▶ Task description: Quote the stored records below line for line, word for word, and leave out the pictures.

Stored records:
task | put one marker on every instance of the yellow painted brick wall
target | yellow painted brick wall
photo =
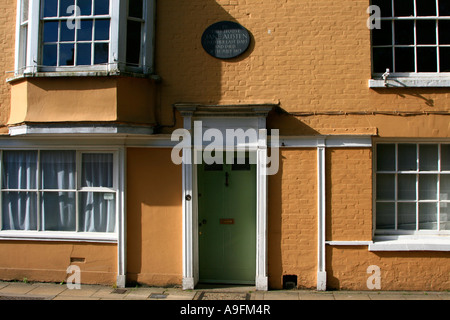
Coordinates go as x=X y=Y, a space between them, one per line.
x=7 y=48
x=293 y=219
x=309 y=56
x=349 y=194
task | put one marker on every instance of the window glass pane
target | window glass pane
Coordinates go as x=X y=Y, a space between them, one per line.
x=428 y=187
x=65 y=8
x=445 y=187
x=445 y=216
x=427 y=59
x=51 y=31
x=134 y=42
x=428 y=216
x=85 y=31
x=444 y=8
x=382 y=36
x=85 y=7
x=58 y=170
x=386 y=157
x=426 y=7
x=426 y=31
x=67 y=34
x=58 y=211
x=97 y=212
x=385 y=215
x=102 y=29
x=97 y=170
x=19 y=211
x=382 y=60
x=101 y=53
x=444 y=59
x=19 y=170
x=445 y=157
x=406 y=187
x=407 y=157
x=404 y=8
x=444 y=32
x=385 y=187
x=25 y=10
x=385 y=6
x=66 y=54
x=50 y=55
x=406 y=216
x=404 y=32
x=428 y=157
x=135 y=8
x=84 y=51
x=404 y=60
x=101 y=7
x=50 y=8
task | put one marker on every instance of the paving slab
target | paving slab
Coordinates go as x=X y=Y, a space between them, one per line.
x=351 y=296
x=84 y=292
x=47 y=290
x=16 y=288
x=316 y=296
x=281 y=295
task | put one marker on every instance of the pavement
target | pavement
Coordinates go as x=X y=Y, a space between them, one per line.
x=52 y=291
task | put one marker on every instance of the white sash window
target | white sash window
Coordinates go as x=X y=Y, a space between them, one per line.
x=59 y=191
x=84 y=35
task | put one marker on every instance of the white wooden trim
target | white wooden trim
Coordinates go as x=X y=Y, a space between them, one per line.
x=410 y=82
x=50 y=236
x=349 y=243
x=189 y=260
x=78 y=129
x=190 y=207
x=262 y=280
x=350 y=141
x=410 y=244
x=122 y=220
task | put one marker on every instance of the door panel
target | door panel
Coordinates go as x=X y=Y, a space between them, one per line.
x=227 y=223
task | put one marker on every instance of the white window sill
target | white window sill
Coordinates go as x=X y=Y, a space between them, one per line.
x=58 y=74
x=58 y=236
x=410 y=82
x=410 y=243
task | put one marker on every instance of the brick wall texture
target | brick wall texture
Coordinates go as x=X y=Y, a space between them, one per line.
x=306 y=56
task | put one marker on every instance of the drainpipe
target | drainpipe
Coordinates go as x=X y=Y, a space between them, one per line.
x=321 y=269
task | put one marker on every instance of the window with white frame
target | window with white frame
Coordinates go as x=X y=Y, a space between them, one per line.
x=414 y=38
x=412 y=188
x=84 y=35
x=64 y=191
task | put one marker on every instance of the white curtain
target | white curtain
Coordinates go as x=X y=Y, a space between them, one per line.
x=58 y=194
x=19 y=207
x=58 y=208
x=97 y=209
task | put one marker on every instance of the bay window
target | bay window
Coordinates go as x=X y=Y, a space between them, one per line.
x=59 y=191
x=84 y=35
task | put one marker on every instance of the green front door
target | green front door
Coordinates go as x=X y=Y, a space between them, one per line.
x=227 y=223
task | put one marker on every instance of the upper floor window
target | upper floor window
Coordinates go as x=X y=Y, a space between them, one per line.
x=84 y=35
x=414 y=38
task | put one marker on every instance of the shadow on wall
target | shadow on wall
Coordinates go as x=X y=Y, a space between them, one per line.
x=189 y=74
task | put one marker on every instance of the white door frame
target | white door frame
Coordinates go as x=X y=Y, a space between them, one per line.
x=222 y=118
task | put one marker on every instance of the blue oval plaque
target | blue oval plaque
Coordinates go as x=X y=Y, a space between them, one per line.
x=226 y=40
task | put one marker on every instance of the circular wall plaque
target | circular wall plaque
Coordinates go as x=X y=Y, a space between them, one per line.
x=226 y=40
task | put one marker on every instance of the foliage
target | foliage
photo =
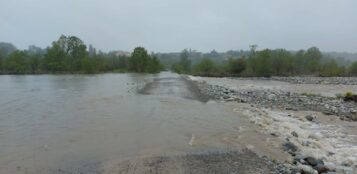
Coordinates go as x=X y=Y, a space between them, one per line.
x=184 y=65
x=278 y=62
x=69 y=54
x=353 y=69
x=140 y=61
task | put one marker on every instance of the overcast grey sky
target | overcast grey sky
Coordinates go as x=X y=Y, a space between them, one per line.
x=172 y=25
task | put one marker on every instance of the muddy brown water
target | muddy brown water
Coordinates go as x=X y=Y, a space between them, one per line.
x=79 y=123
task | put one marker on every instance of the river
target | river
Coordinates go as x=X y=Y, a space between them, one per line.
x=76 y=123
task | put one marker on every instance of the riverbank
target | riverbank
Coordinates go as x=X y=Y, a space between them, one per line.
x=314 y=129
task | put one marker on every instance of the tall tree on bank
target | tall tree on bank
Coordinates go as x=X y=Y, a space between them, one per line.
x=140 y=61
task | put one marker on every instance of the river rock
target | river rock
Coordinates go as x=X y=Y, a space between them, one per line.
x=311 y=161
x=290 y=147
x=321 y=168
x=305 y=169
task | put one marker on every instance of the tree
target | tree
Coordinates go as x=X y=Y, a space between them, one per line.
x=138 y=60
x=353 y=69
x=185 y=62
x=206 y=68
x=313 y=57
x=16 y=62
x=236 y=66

▶ Exercise output:
task | put one marker on every instance of the yellow painted brick wall
target | yellow painted brick wall
photo =
Coordinates go as x=X y=Y, a space between them, one per line.
x=7 y=48
x=293 y=219
x=309 y=56
x=349 y=194
task | put one marker on every instance of the window glass pane
target | window glass pane
Coordinates go as x=X y=Y, a space between them, one per line.
x=428 y=187
x=65 y=8
x=445 y=187
x=445 y=216
x=427 y=59
x=51 y=31
x=134 y=42
x=428 y=216
x=85 y=31
x=444 y=8
x=382 y=36
x=85 y=7
x=58 y=170
x=386 y=157
x=426 y=7
x=426 y=31
x=67 y=34
x=58 y=211
x=97 y=212
x=385 y=215
x=102 y=29
x=97 y=170
x=19 y=211
x=382 y=60
x=101 y=53
x=444 y=59
x=19 y=170
x=445 y=157
x=406 y=187
x=407 y=157
x=404 y=8
x=444 y=32
x=385 y=187
x=25 y=10
x=385 y=6
x=66 y=54
x=50 y=55
x=406 y=216
x=404 y=32
x=428 y=157
x=135 y=8
x=84 y=51
x=404 y=60
x=101 y=7
x=50 y=8
task | put one marker on every instance of the paving slab
target | paving slab
Coordinates go as x=X y=Y, a space between them, one per line.
x=351 y=296
x=84 y=292
x=47 y=290
x=16 y=288
x=316 y=296
x=281 y=295
task | put one marker on every instance of the pavement
target | pavement
Coordinates go as x=X y=Y, a space between them, one per line.
x=52 y=291
task | put one marker on every instance of the white sash window
target | white sash window
Coordinates go as x=X y=Y, a space between them, one per line.
x=59 y=191
x=84 y=35
task | put one marker on every instance of the white wooden trim
target | white wooden trim
Coordinates go as x=X y=Y, a space between them, one per line.
x=410 y=82
x=50 y=236
x=349 y=243
x=189 y=260
x=78 y=129
x=190 y=207
x=262 y=280
x=350 y=141
x=410 y=244
x=122 y=220
task | put one marker on every instance of the door panel
target | door panel
Coordinates go as x=X y=Y, a space between them, one per line.
x=227 y=223
task | put one marker on every instance of the white window sill
target | white window sill
Coordinates go as x=X y=Y, a space between them, one per line.
x=58 y=74
x=58 y=236
x=410 y=82
x=410 y=243
task | put one marker on every instance of the brick wall texture
target | brick wall texture
Coordinates go as x=X y=Y, a space between them, one per line.
x=306 y=56
task | put one marker on every instance of the drainpipe
target | drainpipe
Coordinates go as x=X y=Y, a space between them, one per line.
x=321 y=269
task | put one marker on every instance of the window with white frame
target | window with white frame
Coordinates go as x=X y=Y, a space between them, one per line.
x=414 y=38
x=412 y=188
x=84 y=35
x=64 y=191
task | put one marker on every instance of the white curtain
target | white curtain
Coordinates go as x=X y=Y, a space between them, one per line.
x=58 y=194
x=19 y=207
x=58 y=208
x=97 y=209
task | put one marker on every instance of the bay window
target | bay window
Coordinates go as x=X y=Y, a space between them, one per line.
x=59 y=191
x=84 y=35
task | put one marker on every instance of the green front door
target | green front door
Coordinates go as x=X y=Y, a space between them, one per line.
x=227 y=223
task | put one marker on every instance of the upper floor window
target | upper floor window
Coordinates go as x=X y=Y, a space between them, one per line.
x=84 y=35
x=414 y=38
task | put one marker on every instance of the shadow on wall
target | shadow on wall
Coordinates go as x=X y=Y, a space between them, one per line.
x=189 y=74
task | put one marker on every instance of the white door frame
target | white door frame
Coordinates go as x=X y=Y, a space between them, one per line.
x=222 y=118
task | put one marker on every instance of the blue oval plaque
target | blue oval plaque
Coordinates go as x=X y=Y, a space between them, one per line.
x=226 y=40
task | put one marker on every instance of the circular wall plaque
target | circular wall plaque
Coordinates go as x=X y=Y, a space between them, one per line.
x=226 y=40
task | put one marker on every instance of the foliage
target | foliage
photo =
Coordinates go as x=X y=Y, a space between them, one per line.
x=184 y=65
x=278 y=62
x=69 y=54
x=353 y=69
x=140 y=61
task | put one marker on every instance of the overcast grey sky
target | overcast grey sky
Coordinates go as x=X y=Y, a space between them, one per line.
x=172 y=25
task | put one marker on every instance of the muddy brown water
target | muddy brown water
Coordinates go as x=X y=Y, a space between them, one per line.
x=79 y=123
task | put one marker on every instance of the river
target | river
Coordinates go as x=X y=Y, a space between them, one per line.
x=76 y=123
task | put one marker on every instance of the riverbank
target | riverbank
Coordinates go as x=X y=Y, a space between them, one per line.
x=314 y=129
task | put one marker on every instance of the tall tree on bank
target | tall tree on bank
Coordinates go as x=X y=Y, a space between them, one per line.
x=140 y=61
task | put one marker on every instance of the river rock
target | river rock
Coordinates go as x=X y=Y, a space between them, one per line.
x=311 y=161
x=290 y=147
x=321 y=168
x=305 y=169
task | put one marker on every instance of the tree
target | tree
Coordinates go as x=X y=Y, a space between them, one per line.
x=138 y=60
x=353 y=69
x=185 y=62
x=206 y=68
x=313 y=57
x=16 y=62
x=236 y=66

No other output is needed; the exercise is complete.